• Request 1:
In the forum thread, what change resolved wade's initial problem with the pellet burn?

• Text extract:
____________________

Well I feel stupid, I actually have the frog mats and didn't even think of using them for cheese, I've been using them for nuts and other small stuff but obviously they would be great for cheese!

I'll break out the ol' sandblaster and give the mailbox a good cleaning out, then run some beads of high temp silicone on all the seems and one across the floor at the door to create a sort of bathtub for the condensate, that way It will stop dripping out.  After I finish smoking I'll clean up the mailbox with paper towels and run my fan on high for a day or so to dry out the piping.


----------



## hooked on smoke (Apr 16, 2016)

Thanks Setesh and everyone else. I'm on it. I love a new toy.


----------



## wade (Apr 17, 2016)

Hi Setesh

Keeping a good flow of air through the unit is key to minimising condensation however you will never eliminate it all. As the inside of in the mailbox generator will almost always be warmer than the outside the walls will usually be cooler and so water and tar will condense.

The pellets actually burn so slowly so that with your fan assisted flow you should not have a problem keeping them alight. The mailbox mod does have a design flaw though that does not help keep the pellets burning. As the burn of the pellets switches through 180 degrees at each turn, when burning towards the smoke outlet the natural air flow is helping to pre-heating the pellets in front of it and leaving ash behind - whereas when it is burning away from the smoke outlet (towards the air intake) the heat flow is back towards the already burned ash. Under ideal conditions this would not cause a problem however in blustery conditions or in colder weather it can make the burn less reliable - especially at higher altitudes. I initially had this problem and it was resolved by turning the AMNPS through 90 degrees so that the burn was always towards the smoke exit and away from the air intake. This isn't practical though I don't think in a mailbox.













AMNPS Burn.jpg



__ wade
__ Feb 4, 2014






As you found, drying the pellets in an oven or microwave first certainly helps.

Hardwood pellets do produce a lot less tar than softwoods, however they do still produce a lot. With good air flow a good proportion of the tar will pass right through the smoking chamber however you will always get some condensing. It is obviously better for it to condense in the mailbox than in the smoker.

Wow! 25 hours for cheese is a long time!

I avoid the grill marks on my food by placing them on wire cake cooking racks on top of the grill racks. They are cheap and easy to wash. As Dave mentioned the Q-Matz would work well too.

Great pictures - Thanks for sharing


----------

____________________

• Records for the exercise:
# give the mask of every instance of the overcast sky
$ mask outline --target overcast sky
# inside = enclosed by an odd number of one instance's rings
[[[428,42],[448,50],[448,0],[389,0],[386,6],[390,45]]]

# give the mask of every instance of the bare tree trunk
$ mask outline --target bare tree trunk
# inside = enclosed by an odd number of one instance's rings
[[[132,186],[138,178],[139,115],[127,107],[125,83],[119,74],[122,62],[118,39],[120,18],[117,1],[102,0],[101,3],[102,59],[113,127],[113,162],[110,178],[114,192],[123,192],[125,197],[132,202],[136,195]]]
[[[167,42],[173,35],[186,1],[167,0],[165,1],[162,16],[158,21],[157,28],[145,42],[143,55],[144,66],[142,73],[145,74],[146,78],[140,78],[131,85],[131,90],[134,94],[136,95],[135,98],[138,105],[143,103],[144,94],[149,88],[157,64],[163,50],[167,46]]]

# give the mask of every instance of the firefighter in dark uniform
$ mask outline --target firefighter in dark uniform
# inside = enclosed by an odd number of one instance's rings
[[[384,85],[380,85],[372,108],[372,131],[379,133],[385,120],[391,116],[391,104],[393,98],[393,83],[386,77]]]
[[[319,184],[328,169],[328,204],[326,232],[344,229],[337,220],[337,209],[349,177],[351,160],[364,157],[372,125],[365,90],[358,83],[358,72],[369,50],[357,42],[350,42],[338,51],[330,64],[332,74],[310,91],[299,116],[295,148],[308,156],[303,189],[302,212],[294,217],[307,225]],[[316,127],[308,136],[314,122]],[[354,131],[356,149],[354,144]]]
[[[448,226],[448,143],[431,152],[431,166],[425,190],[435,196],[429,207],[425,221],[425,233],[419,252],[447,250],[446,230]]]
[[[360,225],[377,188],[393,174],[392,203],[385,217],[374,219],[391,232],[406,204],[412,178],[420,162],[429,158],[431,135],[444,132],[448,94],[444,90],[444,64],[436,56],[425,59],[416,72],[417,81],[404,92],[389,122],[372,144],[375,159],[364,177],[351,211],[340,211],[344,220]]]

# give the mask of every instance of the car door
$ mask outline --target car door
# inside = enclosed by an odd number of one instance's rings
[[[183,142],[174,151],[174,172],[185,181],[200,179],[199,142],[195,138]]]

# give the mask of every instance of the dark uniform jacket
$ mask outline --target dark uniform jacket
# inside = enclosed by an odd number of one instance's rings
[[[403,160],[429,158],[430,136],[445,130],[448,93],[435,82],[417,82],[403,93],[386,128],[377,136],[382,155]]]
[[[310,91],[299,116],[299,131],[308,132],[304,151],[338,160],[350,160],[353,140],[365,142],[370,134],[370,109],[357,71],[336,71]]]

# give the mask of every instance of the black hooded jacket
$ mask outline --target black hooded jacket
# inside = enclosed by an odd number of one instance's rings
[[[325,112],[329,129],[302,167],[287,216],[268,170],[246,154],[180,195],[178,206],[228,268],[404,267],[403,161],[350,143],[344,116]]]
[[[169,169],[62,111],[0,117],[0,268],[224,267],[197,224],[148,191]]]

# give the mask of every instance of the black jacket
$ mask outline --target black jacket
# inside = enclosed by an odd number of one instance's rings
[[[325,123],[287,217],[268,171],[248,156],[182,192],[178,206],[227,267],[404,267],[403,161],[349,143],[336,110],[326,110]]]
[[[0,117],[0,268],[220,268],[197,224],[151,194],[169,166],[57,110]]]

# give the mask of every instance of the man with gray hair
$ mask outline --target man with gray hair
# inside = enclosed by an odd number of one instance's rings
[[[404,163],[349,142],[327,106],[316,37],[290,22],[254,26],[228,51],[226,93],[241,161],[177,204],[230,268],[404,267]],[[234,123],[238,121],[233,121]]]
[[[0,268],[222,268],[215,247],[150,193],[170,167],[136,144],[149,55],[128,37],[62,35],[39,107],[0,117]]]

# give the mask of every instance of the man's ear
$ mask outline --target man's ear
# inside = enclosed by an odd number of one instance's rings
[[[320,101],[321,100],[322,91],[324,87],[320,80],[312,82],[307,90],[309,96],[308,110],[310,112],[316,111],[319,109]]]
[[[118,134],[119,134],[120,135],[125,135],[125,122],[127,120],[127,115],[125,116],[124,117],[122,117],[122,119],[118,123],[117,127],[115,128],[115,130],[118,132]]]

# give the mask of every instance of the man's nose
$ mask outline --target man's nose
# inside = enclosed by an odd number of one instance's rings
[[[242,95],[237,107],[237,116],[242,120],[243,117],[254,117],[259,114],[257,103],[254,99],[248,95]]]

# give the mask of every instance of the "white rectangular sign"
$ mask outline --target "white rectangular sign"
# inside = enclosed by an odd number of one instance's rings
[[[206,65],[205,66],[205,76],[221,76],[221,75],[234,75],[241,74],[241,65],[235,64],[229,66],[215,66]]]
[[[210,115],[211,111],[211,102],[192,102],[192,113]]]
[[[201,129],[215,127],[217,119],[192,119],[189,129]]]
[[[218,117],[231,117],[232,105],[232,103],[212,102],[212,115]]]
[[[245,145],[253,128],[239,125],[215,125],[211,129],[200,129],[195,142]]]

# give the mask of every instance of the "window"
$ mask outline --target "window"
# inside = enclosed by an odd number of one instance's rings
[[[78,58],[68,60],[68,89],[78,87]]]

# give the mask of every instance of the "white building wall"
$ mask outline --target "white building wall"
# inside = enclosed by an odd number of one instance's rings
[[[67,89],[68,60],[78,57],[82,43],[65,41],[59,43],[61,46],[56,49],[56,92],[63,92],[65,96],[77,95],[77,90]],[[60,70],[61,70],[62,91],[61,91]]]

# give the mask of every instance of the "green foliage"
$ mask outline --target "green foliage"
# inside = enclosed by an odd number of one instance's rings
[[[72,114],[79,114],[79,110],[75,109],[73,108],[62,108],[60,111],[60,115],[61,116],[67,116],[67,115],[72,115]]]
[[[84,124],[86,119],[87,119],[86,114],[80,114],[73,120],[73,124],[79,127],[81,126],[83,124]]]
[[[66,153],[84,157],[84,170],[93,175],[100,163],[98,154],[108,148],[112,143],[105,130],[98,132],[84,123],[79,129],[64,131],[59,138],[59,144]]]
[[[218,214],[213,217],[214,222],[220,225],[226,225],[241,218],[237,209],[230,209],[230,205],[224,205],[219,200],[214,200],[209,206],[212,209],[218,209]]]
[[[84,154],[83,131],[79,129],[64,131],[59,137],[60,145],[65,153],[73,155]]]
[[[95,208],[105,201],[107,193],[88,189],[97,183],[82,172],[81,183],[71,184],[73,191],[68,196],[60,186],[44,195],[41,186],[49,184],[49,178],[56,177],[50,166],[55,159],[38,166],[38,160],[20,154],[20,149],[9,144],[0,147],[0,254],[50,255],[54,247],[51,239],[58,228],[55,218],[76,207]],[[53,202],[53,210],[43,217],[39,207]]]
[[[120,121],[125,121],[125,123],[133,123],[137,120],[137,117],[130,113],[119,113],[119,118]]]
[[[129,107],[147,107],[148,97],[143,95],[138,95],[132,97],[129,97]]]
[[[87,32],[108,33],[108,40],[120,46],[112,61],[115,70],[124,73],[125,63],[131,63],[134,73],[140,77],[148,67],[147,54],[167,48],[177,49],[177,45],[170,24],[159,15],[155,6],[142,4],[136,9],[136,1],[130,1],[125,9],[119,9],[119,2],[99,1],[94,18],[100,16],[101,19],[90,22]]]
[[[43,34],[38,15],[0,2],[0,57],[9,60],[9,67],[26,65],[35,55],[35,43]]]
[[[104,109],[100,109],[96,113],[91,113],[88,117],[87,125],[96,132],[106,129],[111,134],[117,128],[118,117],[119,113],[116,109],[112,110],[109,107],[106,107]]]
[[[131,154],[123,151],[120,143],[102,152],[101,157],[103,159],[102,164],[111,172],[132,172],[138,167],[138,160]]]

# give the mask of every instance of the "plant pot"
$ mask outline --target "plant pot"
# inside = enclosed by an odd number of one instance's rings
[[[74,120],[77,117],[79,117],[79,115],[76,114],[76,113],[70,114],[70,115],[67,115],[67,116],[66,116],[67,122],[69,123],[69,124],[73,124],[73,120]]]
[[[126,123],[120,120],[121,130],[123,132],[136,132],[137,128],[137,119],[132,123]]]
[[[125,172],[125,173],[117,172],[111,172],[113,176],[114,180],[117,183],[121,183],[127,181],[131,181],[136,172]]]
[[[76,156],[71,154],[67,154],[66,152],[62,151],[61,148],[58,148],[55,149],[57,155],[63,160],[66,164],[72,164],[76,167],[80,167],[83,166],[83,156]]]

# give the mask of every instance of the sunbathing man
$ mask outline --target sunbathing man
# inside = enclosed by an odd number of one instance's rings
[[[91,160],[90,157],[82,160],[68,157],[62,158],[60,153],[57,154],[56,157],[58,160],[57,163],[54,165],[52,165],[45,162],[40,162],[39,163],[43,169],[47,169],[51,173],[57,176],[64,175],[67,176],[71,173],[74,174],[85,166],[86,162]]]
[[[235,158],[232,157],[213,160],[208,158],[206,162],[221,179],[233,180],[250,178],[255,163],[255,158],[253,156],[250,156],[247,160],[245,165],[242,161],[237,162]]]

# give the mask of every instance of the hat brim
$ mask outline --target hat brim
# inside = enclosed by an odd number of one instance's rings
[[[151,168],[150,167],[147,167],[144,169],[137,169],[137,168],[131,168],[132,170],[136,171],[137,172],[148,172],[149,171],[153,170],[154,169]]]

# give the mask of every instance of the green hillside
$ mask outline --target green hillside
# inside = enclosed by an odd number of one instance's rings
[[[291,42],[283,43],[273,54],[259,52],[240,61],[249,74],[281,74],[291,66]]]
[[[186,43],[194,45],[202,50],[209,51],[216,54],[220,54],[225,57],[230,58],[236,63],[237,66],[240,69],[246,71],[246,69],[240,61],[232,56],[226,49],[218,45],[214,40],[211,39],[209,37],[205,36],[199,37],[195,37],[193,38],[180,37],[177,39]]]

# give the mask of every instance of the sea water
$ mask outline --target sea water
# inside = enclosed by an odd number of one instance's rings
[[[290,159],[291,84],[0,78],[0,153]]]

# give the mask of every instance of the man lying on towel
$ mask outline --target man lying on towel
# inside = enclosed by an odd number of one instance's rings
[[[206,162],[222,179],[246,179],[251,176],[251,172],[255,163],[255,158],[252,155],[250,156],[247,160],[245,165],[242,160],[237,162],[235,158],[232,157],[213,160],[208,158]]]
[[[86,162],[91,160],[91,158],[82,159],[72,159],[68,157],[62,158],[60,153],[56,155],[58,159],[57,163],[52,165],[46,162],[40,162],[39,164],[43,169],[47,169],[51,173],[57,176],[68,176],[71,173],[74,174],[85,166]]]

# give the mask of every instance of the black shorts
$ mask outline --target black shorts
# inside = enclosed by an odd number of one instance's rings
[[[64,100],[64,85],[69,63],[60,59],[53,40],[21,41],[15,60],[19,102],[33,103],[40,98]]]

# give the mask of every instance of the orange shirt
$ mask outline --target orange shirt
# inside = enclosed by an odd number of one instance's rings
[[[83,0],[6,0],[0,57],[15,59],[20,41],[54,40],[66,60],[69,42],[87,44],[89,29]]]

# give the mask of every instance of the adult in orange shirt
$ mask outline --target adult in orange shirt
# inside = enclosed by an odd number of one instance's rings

____________________

• Request 2:
In the records, rewrite the lines from the line containing "# give the mask of every instance of the adult" through the end of the records, changing "orange" to "yellow" and leaving all else unchanged.

• Full answer 1:
Turning the AMNPS through 90 degrees so that the burn always ran toward the smoke exit and away from the air intake.

• Full answer 2:
# give the mask of every instance of the adult in yellow shirt
$ mask outline --target adult in yellow shirt
# inside = enclosed by an odd number of one instance's rings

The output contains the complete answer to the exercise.